* _Provided passage_:

Biden says he bears ‘zero responsibility’ if Taliban take Afghanistan and re-impose a regime of terror.
The buck stops somewhere else.
The Taliban have retaken 12 provincial Afghanistan capitals following the U.S. military’s secretive overnight withdrawal from Bagram Airfield earlier this year (U.S. officials didn’t even notify the base’s new Afghan commander before silently slipping away, leaving the official to discover for himself, nearly two hours after the fact, that the Americans had Irish Goodbye’d after nearly 20 years of occupation).
Since the May 1 departure, the Taliban have captured 69 of the country's 407 districts, including ones American and Afghan officials previously considered impenetrable government strongholds against the terrorist group. In total, the Taliban hold 142 districts and are fighting for control of roughly 170 more.
Washington is now dispatching an estimated 3,000 combat troops to assist in the evacuation of American personnel from the U.S. Embassy in Kabul, a city that is expected to fall into Taliban hands relatively soon.
But don’t blame these recent developments on the current president of the United States, who ordered the abrupt withdrawal.
President Joe Biden, who has served in the White House amid the war on terror for more than eight years, says he bears “zero responsibility” if the Taliban end up retaking the Afghanistan after 20 years of U.S. engagement and reimpose a regime of terror on the country's residents. The buck stops somewhere else.
CBS News’s Margaret Brennan pressed the president last year to clarify what, exactly, he meant when he told then-special envoy to Afghanistan and Pakistan Richard Holbrooke in 2010, “I am not sending my boy back there to risk his life on behalf of women’s rights! It just won’t work. That’s not what they’re there for.”
Biden responded, saying international bodies such as the United Nations should adjudicate human rights violations, not combat troops.
“Don't you bear some responsibility for the outcome if the Taliban ends up back in control and women end up losing their rights?” asked Brennan.
“No, I don't,” Biden answered bluntly. “Look, are you telling me that we should go into China because — go to war with China because what they're doing to the Uyghurs, a million Uyghurs, in the — out in the west in concentration camps? Is that what you're saying to me?”
Brennan said, “It was your quote, sir. I was asking you what you meant.”

* _Recorded data_:

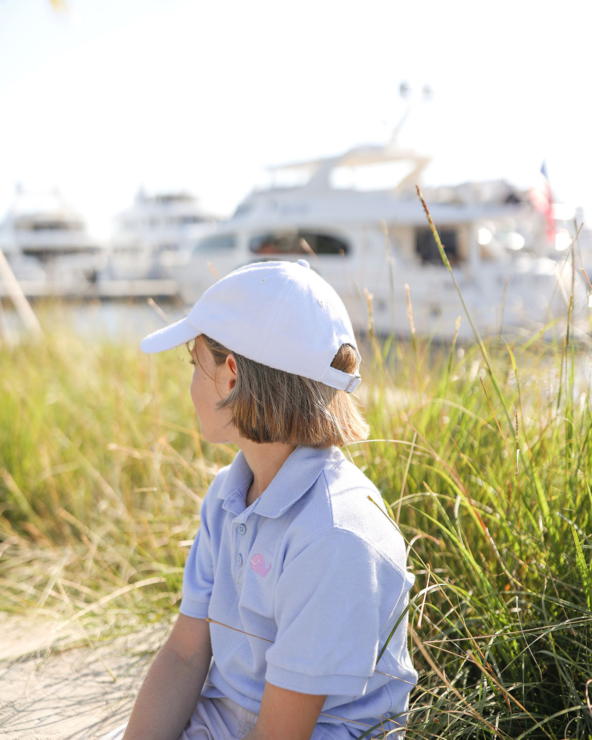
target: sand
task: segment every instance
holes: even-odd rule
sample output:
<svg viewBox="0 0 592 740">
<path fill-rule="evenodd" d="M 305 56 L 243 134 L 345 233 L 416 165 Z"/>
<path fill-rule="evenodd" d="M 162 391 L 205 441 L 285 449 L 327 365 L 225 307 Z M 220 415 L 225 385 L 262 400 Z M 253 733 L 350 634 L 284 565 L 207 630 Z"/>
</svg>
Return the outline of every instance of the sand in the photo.
<svg viewBox="0 0 592 740">
<path fill-rule="evenodd" d="M 126 722 L 170 626 L 109 639 L 0 613 L 0 738 L 101 738 Z"/>
</svg>

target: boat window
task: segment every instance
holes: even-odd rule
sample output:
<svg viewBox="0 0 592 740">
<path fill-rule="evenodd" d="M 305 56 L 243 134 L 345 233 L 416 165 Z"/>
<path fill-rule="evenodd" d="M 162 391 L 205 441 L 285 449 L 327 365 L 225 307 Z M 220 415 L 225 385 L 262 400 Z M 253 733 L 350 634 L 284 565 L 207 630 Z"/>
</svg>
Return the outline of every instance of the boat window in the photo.
<svg viewBox="0 0 592 740">
<path fill-rule="evenodd" d="M 198 255 L 210 249 L 234 249 L 236 246 L 236 234 L 218 234 L 201 239 L 194 246 L 193 254 Z"/>
<path fill-rule="evenodd" d="M 346 241 L 319 232 L 292 231 L 260 234 L 251 239 L 251 252 L 256 255 L 346 255 Z"/>
<path fill-rule="evenodd" d="M 442 246 L 451 264 L 459 261 L 458 233 L 456 229 L 440 229 L 440 234 Z M 442 258 L 440 256 L 438 245 L 429 228 L 421 228 L 415 230 L 415 252 L 424 264 L 441 265 Z"/>
</svg>

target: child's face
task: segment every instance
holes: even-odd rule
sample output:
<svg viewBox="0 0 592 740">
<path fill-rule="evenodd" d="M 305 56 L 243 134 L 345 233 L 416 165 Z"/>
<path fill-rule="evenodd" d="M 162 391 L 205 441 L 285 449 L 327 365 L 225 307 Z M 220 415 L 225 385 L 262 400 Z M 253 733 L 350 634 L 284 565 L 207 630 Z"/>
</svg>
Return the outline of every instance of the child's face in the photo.
<svg viewBox="0 0 592 740">
<path fill-rule="evenodd" d="M 214 444 L 233 442 L 234 427 L 226 411 L 218 411 L 216 405 L 226 397 L 232 388 L 235 376 L 228 363 L 216 365 L 201 337 L 195 340 L 192 352 L 195 367 L 191 381 L 191 399 L 206 442 Z"/>
</svg>

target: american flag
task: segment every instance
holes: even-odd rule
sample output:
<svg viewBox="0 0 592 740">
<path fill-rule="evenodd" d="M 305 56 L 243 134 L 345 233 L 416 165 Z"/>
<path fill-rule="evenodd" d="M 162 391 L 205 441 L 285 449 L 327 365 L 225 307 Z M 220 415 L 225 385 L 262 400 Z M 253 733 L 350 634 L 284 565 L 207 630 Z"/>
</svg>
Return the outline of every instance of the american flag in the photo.
<svg viewBox="0 0 592 740">
<path fill-rule="evenodd" d="M 531 188 L 530 197 L 536 210 L 544 215 L 547 222 L 547 238 L 549 241 L 553 241 L 555 238 L 555 221 L 553 218 L 553 201 L 545 162 L 539 172 L 536 184 Z"/>
</svg>

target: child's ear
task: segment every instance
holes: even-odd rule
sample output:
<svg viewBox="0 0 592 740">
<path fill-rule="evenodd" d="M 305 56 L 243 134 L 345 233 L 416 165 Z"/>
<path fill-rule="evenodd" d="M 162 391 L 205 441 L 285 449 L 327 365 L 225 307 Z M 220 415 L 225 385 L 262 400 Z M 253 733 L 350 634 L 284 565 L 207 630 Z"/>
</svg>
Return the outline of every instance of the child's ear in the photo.
<svg viewBox="0 0 592 740">
<path fill-rule="evenodd" d="M 234 354 L 227 354 L 226 359 L 226 368 L 228 374 L 227 387 L 229 393 L 235 387 L 238 368 Z"/>
</svg>

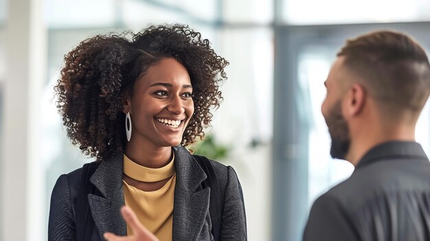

* _Work request_:
Please copy the Afghanistan article word for word, beginning at the words "But don’t blame" and stopping after "residents. The buck stops somewhere else.".

* _Task solution_:
But don’t blame these recent developments on the current president of the United States, who ordered the abrupt withdrawal.
President Joe Biden, who has served in the White House amid the war on terror for more than eight years, says he bears “zero responsibility” if the Taliban end up retaking the Afghanistan after 20 years of U.S. engagement and reimpose a regime of terror on the country's residents. The buck stops somewhere else.